YOUR OBJECTIVE: Please find every line in the records below that contains the word "sunglasses", and copy it.

DATA IN THIS EXERCISE:
=== Begin Enclosure ===

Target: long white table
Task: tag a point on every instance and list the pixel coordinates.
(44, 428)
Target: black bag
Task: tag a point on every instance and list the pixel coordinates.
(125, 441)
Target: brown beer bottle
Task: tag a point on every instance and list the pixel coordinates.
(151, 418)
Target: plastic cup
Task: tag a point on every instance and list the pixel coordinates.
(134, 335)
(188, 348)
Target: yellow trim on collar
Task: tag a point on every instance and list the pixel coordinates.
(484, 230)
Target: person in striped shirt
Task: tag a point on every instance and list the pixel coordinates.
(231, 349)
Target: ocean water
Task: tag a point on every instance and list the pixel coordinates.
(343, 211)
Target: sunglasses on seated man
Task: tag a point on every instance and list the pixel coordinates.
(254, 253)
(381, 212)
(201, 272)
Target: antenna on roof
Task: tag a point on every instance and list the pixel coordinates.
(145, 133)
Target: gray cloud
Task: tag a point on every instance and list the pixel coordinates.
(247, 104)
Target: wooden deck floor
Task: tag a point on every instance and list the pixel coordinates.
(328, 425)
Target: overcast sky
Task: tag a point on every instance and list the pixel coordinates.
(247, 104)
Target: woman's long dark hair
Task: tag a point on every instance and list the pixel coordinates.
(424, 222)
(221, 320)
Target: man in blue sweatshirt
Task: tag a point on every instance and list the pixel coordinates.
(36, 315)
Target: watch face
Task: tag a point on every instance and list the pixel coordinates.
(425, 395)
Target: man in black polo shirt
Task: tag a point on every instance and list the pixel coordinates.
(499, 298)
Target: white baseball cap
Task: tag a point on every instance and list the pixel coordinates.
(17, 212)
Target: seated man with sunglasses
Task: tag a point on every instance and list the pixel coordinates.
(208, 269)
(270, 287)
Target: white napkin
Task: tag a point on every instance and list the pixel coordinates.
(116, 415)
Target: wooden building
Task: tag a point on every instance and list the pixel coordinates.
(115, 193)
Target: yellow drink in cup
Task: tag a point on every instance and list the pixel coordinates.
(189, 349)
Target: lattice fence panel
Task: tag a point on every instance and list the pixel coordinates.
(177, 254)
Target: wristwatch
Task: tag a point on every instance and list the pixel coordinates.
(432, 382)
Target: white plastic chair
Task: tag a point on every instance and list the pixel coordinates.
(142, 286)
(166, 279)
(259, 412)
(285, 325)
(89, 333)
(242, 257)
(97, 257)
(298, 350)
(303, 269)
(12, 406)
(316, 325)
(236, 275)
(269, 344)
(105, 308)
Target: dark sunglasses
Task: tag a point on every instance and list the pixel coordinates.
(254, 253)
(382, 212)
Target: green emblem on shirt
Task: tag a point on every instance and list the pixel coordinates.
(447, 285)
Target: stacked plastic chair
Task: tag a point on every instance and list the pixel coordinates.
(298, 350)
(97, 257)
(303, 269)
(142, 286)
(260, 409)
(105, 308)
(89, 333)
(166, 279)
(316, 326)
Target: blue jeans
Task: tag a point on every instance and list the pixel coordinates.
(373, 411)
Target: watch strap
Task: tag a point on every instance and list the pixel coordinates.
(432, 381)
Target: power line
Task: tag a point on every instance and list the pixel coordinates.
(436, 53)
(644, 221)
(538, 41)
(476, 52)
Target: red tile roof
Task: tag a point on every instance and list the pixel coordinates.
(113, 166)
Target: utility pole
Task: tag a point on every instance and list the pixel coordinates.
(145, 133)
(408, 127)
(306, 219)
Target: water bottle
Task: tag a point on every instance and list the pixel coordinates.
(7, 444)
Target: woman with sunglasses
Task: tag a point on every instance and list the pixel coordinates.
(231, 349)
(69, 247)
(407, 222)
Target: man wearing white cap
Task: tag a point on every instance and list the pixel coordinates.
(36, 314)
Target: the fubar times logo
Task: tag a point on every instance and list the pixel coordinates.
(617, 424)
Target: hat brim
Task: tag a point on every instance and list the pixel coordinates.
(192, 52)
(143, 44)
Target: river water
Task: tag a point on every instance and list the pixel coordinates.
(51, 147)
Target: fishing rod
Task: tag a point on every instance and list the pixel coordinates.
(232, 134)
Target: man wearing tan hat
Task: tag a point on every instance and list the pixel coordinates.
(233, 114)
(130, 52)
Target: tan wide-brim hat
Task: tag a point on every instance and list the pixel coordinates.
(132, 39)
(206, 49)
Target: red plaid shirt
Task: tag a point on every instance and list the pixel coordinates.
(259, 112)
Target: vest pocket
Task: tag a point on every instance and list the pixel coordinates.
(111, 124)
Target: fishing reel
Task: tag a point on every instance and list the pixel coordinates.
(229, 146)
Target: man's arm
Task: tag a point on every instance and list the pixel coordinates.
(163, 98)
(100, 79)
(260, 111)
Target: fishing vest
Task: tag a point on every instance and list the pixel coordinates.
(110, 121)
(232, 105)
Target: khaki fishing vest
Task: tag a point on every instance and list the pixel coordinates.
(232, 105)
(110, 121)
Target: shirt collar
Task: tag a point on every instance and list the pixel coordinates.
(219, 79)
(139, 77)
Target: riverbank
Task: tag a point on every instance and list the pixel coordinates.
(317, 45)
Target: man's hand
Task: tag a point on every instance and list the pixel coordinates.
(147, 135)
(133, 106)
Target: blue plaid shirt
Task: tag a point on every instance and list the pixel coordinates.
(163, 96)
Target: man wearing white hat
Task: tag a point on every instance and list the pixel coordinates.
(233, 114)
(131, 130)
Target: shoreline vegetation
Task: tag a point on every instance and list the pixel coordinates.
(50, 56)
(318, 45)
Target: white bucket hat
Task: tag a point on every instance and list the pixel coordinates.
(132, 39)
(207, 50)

=== End Enclosure ===

OUTPUT OF THE EXERCISE:
Target: sunglasses on seated man
Target: seated man with sunglasses
Target: dark sunglasses
Target: woman with sunglasses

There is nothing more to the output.